STATED PROBLEM:
Restate the full set of records exactly, without adding or dropping a word.

[Rows from a dataset]
=====

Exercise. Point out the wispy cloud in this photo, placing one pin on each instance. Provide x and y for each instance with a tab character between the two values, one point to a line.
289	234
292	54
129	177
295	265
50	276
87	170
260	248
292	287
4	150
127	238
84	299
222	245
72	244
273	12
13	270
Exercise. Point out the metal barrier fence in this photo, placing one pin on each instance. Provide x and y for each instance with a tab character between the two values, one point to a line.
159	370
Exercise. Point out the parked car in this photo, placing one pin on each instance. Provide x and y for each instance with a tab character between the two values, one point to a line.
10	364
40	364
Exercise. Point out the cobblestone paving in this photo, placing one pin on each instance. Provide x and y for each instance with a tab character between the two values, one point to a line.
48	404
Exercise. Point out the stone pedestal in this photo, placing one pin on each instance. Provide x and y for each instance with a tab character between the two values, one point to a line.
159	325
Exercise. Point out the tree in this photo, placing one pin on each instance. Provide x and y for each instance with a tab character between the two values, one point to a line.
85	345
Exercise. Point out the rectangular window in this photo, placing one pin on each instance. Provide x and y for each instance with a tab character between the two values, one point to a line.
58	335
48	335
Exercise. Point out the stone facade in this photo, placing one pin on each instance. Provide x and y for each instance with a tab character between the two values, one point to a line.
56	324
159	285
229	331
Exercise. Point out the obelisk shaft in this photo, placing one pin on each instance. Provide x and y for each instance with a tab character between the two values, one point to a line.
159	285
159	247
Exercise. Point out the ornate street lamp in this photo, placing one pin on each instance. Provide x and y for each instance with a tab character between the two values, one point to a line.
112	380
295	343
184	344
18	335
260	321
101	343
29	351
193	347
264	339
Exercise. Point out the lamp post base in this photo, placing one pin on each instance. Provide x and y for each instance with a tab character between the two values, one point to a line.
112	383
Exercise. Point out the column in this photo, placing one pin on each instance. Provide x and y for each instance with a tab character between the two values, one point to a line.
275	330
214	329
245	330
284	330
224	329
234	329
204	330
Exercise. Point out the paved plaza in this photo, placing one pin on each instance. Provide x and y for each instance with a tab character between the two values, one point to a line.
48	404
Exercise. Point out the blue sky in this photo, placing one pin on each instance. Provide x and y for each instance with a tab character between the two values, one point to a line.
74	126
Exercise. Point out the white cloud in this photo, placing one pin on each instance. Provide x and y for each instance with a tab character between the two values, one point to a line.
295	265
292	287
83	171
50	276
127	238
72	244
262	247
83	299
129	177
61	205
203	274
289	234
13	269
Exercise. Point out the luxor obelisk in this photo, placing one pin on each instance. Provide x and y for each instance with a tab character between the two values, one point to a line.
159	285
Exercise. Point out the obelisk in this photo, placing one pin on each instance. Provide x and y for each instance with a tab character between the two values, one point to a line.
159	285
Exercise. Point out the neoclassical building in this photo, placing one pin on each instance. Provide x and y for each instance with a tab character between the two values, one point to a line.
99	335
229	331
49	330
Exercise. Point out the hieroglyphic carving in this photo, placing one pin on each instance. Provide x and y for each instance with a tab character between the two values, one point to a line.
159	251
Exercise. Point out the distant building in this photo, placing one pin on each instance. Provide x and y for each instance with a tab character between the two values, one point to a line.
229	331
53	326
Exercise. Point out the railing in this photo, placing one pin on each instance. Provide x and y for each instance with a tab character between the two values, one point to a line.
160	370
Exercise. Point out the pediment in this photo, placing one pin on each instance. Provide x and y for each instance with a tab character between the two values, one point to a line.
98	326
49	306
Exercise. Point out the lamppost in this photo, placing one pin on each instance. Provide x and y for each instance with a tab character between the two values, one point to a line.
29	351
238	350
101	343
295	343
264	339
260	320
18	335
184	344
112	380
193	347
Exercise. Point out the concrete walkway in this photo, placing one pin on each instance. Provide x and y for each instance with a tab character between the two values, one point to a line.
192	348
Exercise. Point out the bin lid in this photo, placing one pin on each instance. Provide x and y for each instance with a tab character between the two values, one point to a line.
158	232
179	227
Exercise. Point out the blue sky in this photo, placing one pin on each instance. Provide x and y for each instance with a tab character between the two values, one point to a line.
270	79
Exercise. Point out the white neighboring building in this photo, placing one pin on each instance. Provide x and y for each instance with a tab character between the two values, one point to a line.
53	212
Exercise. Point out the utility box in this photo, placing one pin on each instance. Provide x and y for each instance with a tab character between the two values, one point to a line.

=====

RESPONSE TO THIS TASK:
Exercise. Point out the wispy cloud in this photo, placing one pin on each instance. Provide x and y for each instance with a tab character between the two values, one point to a line.
289	234
292	54
129	177
295	265
50	276
87	170
260	248
292	287
4	150
127	238
84	299
222	245
72	244
273	12
13	270
Exercise. Point out the metal barrier fence in this photo, placing one pin on each instance. Provide x and y for each instance with a tab character between the two values, one point to a line.
159	370
Exercise. Point out the parked car in this photo, placing one pin on each instance. Provide x and y for each instance with a tab character between the two values, one point to a line.
10	364
40	364
Exercise. Point out the cobblestone paving in this photo, placing one pin on each instance. Provide x and y for each instance with a tab character between the two values, one point to a line.
48	404
Exercise. Point out the stone pedestal in this photo, placing one pin on each instance. Provide x and y for each instance with a tab character between the two values, one point to a line.
159	325
Exercise. Point out the tree in this photo, placing one pin on each instance. Provide x and y for each instance with a tab character between the two values, one point to a line.
85	345
Exercise. Point out the rectangular window in this photo, placing one pin on each instance. Provide x and y for each instance with a tab character between the two values, one point to a line.
58	335
48	335
Exercise. Point out the stone facade in this photo, placing one pin on each instance. Provide x and y for each instance with a tab character between the two values, one point to a line.
56	324
159	285
229	331
Exercise. Point out the obelisk shaft in this photo, placing one pin on each instance. Provide x and y for each instance with a tab character between the two values, one point to a line.
159	285
159	247
Exercise. Point out the ornate street lamp in this photo, placing one pin on each instance. Provide x and y for each instance with a tab character between the two values, one point to a line.
112	380
295	343
184	344
18	335
260	321
101	343
29	351
193	347
264	339
Exercise. Point out the lamp post base in this photo, placing one pin on each instance. Provide x and y for each instance with a tab character between the two values, one point to a line.
112	383
Exercise. Point out the column in this photo, placing one pin on each instance. Provide x and y for each instance with a tab character between the two values, one point to a line.
275	330
214	329
245	330
284	330
224	329
234	329
204	330
Exercise. Point out the paved plaza in this photo, placing one pin on each instance. Provide x and y for each instance with a tab character between the two values, one point to a line.
48	404
Exercise. Point out the blue sky in this photo, placing one pin on each instance. Provide x and y for each instance with a tab character between the two values, one point to a line.
74	126
Exercise. Point out the white cloud in this photo, placing one pin on each instance. Provide x and y for each instance with a tab character between the two values, one point to a line.
295	265
292	287
83	171
50	276
127	238
72	244
262	247
83	299
129	177
61	205
203	274
289	234
13	269
Exercise. Point out the luxor obelisk in this photo, placing one pin on each instance. Provide x and y for each instance with a tab character between the two values, one point to a line.
159	285
Exercise. Point out the obelisk in this photo, placing one pin on each instance. Provide x and y for each instance with a tab character between the two values, one point to a line.
159	285
Exercise. Point out the neoclassical building in this photo, placing one pin on each instance. Provide x and y for each instance with a tab character between the two values, one point to a line.
99	335
229	331
49	330
Exercise. Point out the hieroglyphic carving in this photo, placing one pin on each instance. Provide x and y for each instance with a tab character between the two values, one point to a line.
159	251
Exercise. Point out the distant building in this photo, placing one pin on each instance. Provide x and y for each instance with a tab character between the two values, one point to a line.
229	331
53	326
Exercise. Point out the railing in this photo, placing one pin on each instance. Provide x and y for each instance with a tab character between the two values, one point to a line.
160	370
Exercise. Point out the pediment in this photo, placing one pin on each instance. Provide x and y for each instance with a tab character between the two values, one point to a line.
98	326
49	306
Exercise. Point out the lamppost in this photo, placing one pin on each instance. Provide x and y for each instance with a tab character between the two values, one point to a line.
29	351
238	350
101	343
295	343
264	339
260	320
18	335
184	344
112	380
193	347
Exercise. Point out the concrete walkway in this photo, placing one pin on each instance. Provide x and y for each instance with a tab character between the two values, one point to a line.
192	348
Exercise. Point out the bin lid in this photo, placing one pin on each instance. Provide x and y for each instance with a tab character between the two values, one point to a line.
158	232
179	227
Exercise. Point out the blue sky in this photo, placing one pin on each instance. Provide x and y for each instance with a tab character between the two values, one point to a line.
270	79
Exercise. Point out the white neighboring building in this photo, placing one pin on each instance. Provide x and y for each instance with a tab character between the two values, one point to a line.
53	212
Exercise. Point out the utility box in this photo, placing one pin on each instance. Provide x and y for each instance with a tab character between the two values, one point to a line.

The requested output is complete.